Directions for this task:
Leave out the pictures and transcribe the rest of the records exactly.

Stored records:

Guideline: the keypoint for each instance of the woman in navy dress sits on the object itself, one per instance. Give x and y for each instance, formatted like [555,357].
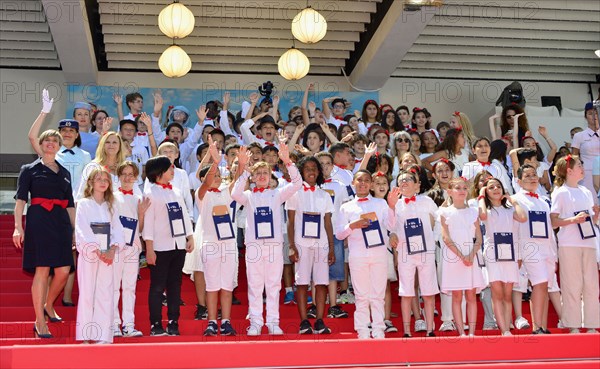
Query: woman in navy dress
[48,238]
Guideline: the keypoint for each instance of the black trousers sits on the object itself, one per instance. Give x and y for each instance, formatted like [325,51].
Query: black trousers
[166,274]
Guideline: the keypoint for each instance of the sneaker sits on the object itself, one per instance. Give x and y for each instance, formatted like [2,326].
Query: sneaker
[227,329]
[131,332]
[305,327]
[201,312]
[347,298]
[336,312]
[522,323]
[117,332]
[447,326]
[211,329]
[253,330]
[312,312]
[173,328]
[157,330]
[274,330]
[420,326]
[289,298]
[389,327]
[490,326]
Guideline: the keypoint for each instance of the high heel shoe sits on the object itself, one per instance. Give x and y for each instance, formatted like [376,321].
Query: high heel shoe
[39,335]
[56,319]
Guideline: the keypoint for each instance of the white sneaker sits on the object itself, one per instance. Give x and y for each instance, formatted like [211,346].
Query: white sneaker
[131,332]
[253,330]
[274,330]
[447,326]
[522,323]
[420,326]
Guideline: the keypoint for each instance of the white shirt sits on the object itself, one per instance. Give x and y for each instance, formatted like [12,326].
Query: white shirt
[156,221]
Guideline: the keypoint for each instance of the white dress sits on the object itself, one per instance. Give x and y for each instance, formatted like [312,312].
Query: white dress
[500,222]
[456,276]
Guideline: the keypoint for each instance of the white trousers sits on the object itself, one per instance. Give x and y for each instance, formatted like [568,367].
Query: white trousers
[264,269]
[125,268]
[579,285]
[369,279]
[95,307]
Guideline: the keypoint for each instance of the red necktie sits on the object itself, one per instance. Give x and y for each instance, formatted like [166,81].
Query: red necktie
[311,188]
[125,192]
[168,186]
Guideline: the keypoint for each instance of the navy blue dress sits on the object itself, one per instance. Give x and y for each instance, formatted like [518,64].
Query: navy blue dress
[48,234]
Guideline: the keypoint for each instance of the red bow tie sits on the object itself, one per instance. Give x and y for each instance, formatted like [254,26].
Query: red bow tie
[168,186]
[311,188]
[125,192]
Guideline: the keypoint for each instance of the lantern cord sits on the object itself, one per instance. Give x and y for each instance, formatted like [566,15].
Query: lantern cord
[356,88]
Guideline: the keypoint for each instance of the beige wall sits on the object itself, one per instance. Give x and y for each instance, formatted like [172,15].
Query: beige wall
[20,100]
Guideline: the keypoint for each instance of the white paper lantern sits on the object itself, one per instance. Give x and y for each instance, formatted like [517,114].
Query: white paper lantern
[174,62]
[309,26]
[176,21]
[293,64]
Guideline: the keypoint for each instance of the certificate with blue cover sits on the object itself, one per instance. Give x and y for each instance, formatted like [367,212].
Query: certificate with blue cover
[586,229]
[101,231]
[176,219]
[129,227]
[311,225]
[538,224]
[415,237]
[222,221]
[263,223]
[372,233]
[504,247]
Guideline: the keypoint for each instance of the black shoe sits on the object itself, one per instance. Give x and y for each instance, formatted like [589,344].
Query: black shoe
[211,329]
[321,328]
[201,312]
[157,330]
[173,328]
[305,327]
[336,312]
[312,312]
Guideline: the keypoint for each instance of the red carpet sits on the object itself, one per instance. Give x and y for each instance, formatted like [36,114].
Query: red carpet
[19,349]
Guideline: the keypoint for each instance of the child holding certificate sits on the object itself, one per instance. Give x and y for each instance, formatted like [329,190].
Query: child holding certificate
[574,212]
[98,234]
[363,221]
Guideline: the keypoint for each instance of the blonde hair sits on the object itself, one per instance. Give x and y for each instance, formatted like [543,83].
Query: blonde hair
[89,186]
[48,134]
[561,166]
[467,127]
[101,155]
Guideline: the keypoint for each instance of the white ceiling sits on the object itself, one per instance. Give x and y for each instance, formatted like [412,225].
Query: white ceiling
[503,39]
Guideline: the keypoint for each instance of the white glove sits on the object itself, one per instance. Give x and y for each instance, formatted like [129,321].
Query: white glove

Output below:
Guideline: the keypoint for each instance of the woman in navy dress sits on the object itself, one per instance. Give x and y for each instance, formatted like [555,357].
Query: woman in navy dress
[48,238]
Guideline: the keypoint for each instance of the black trousers sits on the object itself, one per instance. Give x and y for each instance, formatted like [325,51].
Query: black trousers
[166,274]
Guideline: the keypoint for each instance of the sneaker sits on the object itself, one per instance. Give x and y for each instance, formatted like [2,326].
Query: sneaker
[227,329]
[131,332]
[305,327]
[201,312]
[347,298]
[336,312]
[522,323]
[117,332]
[447,326]
[211,329]
[253,330]
[312,312]
[173,328]
[157,330]
[274,330]
[420,326]
[289,298]
[389,327]
[490,326]
Guideline: the keypoint for each instance of the high heel shoe sits on the object itself, one per instance. Give x and y for each instance, formatted like [376,321].
Query: high heel shoe
[39,335]
[56,319]
Guideline: the keypoint for each instance of the white sneaker sits on the object itself, one per instance. Give x and y for each instance, formatted like [211,346].
Query: white sneaker
[131,332]
[253,330]
[274,330]
[447,326]
[522,323]
[420,326]
Guideline: the keypoint for each instance of the white shirt sits on the object itself, one per instance. Give x and y for each instance, formatted like [12,326].
Query: white shirt
[156,221]
Guideline: the keypoint for each instance of the white dress sits on the object itself, one per instance. Give x and y for each instance, formatted like [312,312].
Query: white dress
[500,222]
[456,276]
Guideline: the keypoint for each instance of the white trousers sits on the object itself, one per instance. Give x and y for each instance, formatted like [568,367].
Query: white trousers
[264,269]
[125,268]
[579,285]
[369,279]
[95,307]
Guideline: the keypoint for each instance of the red necktie sits on the object itself, one per instance. Give x and y for each instance, formatted like [166,81].
Query: red necktie
[311,188]
[125,192]
[168,186]
Guideline: the keypoint for each instance of the navy blue dress sits on the object itself, one per instance. Give x and y for each instance, formatted like [518,64].
Query: navy blue dress
[48,234]
Guideline: the keypoint for each instance of the red bow tie sits on the object itself, one per instance. Give x and y for each instance, formatted like [254,26].
Query: red bow tie
[168,186]
[311,188]
[125,192]
Guideline: the keypoint for each instance of the lantern cord sits on the object itself, one per instance. Give x and y for each instance, formatted like [566,15].
Query: lantern cord
[356,88]
Guideline: the keypoint for each instance of the beige wall sits on the object itself, one per instance. Give x and y for each instance, formatted like [172,15].
Query: beige wall
[20,100]
Guideline: the keypoint for each instance of the white paper lantern sits on the object itself, one per instance. Give x and y for each instance, formatted like [517,114].
Query: white paper lantern
[174,62]
[309,26]
[176,21]
[293,64]
Guideline: the keypoint for each instance of the certificate with blue cover sits on the object itself, one per instance. Give x and y for each instance, formatted like [367,212].
Query: certificate with blue cover
[586,229]
[101,231]
[176,219]
[129,227]
[311,225]
[538,224]
[415,237]
[222,221]
[263,223]
[372,233]
[504,247]
Guideline: the keypoint for each instance of the black shoe sits on the object itself, one per instance. Give x and y for each instance, formatted like [589,344].
Query: black shoe
[211,329]
[321,328]
[201,312]
[157,330]
[173,328]
[305,327]
[336,312]
[312,312]
Guideline: the keypoint for each instance of the red carpet sits on the object itself, one per instance. Give x and y for each instance, formatted like [36,114].
Query: red carpet
[19,349]
Guideline: the keypoint for each instance of the child holding certificate sits on the object itself, one per instance. Give x and y for each instance, formatted like [329,190].
Query: child holding certificate
[574,212]
[98,234]
[363,221]
Guideline: the keypoint for each instance of the blonde hair sits on the object itself, one per instance. Give x and y for each instance, formatted like [543,83].
Query: blonde hair
[89,186]
[48,134]
[561,166]
[467,127]
[101,155]
Guideline: the keypoint for each instance of the white ceiling sits on the object itself, one per instance. Give x and y for each instance, formatted like [412,225].
Query: white ceiling
[503,39]
Guideline: the keypoint for each instance of the white glove sits on the object itself, one per instance. Give x and y for each instance, formatted like [129,321].
Query: white glove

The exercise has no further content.